> **TASK INSTRUCTIONS**
Extend the passage documenting the time-frequency map routine, beginning immediately after its final sentence.

> **EXTRACT TO READ**

--- START ---

This function is the main routine responsible for creating the
time-frequency map. Currently three algorithms are implemented for
creating TF maps from time series data, namely, the Wigner-Ville
distribution, the Windowed Fourier transform and the Choi-Williams
distribution. There are two versions of the  Wigner-Ville transform
which have both been implemented.  
This function calls the appropriate transform routine
based on the variabel {\tt (*tfs).transformtype}. 

The arguments are:

\begin{description}
\item {\tt float *htilde}: Input. The pointer to the beginning of the data
segment.
\item {\tt struct\_tfparam *tfs}: Input. A pointer to a structure
(defined in the previous subsection).
\item {\tt int index}: Input. The subsegment for which the map is
to be computed.
\item{\tt float **tfgeneral}: Input. A temporary work
space. Memory must be allocated by the calling program. {\tt tfgeneral} must
point to an array of size {\tt ((*tfs).TD * sizeof(*float))}. Each of these pointers must
be allocated a space of {\tt ((*tfs).ND * sizeof(float))}  bytes.
\item{\tt  float **pic}: Output. The computed TF map. Memory must
be allocated by the calling program. {\tt pic} must
point to an array of size {\tt ((*tfs).PD * sizeof(*float))}. Each of these pointers must
be allocated a space of {\tt ((*tfs).PD * sizeof(float))} bytes.
\end{description}

In addition to the arguments the structure variable {\tt (*tfs)} contains
all the additional parameters for the construction of the map. This
structure is defined in the previous subsection.

--- END ---

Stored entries
--- START ---

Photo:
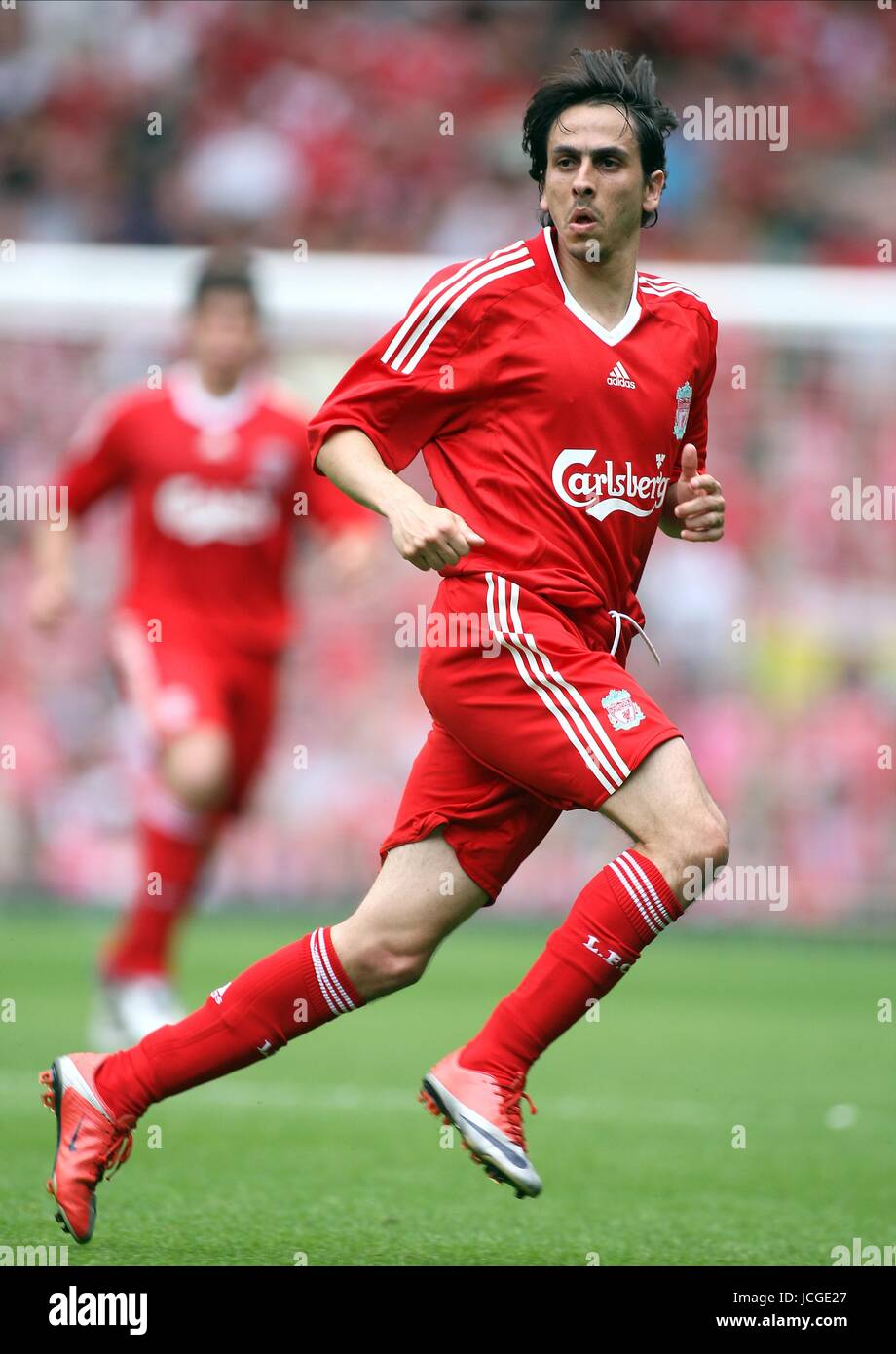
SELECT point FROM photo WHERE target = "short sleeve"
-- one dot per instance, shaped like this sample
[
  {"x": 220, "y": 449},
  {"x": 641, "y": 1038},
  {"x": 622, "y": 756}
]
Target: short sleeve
[
  {"x": 416, "y": 382},
  {"x": 697, "y": 428}
]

--- END ---

> **EXPECTED ANSWER**
\noindent Author: R. Balasubramanian, bala@chandra.phys.uwm.edu

\subsection{Function {\tt compute\_scalefactor()}}

{\tt float compute\_scalefactor(float **pic,float rescale, int pdim)}

This function is used to compute the rescale value for the TF
maps. Such a rescaling is required for instance if the line
recognition algorithm requires input maps whose pixels are of type
unsigned char or short. It returns the maximum pixel value in the TF map multiplied by
the argument rescale. The arguments are:

\begin{description}
\item {\tt float **pic}: Input. The pointer to the TF map.
\item {\tt float rescale}: Input. The factor by which to multiply
the maximum pixel value.
\item {\tt int pdim}: Input. The size of the TF map. 
\end{description}

\noindent Author: R. Balasubramanian, bala@chandra.phys.uwm.edu

\newpage

\subsection{Function {\tt rescale()}}

{\tt void rescale(float **pic, int pdim, float rescale)}

This function is used to rescale and threshold TF maps so that the
pixel values lie between  zero and unity. The routine simply divides
each pixel by the argument rescale and sets any value greater than
unity to unity. Since the TF maps contain noise, it is possible for
the pixels to attain values which are much higher than the average.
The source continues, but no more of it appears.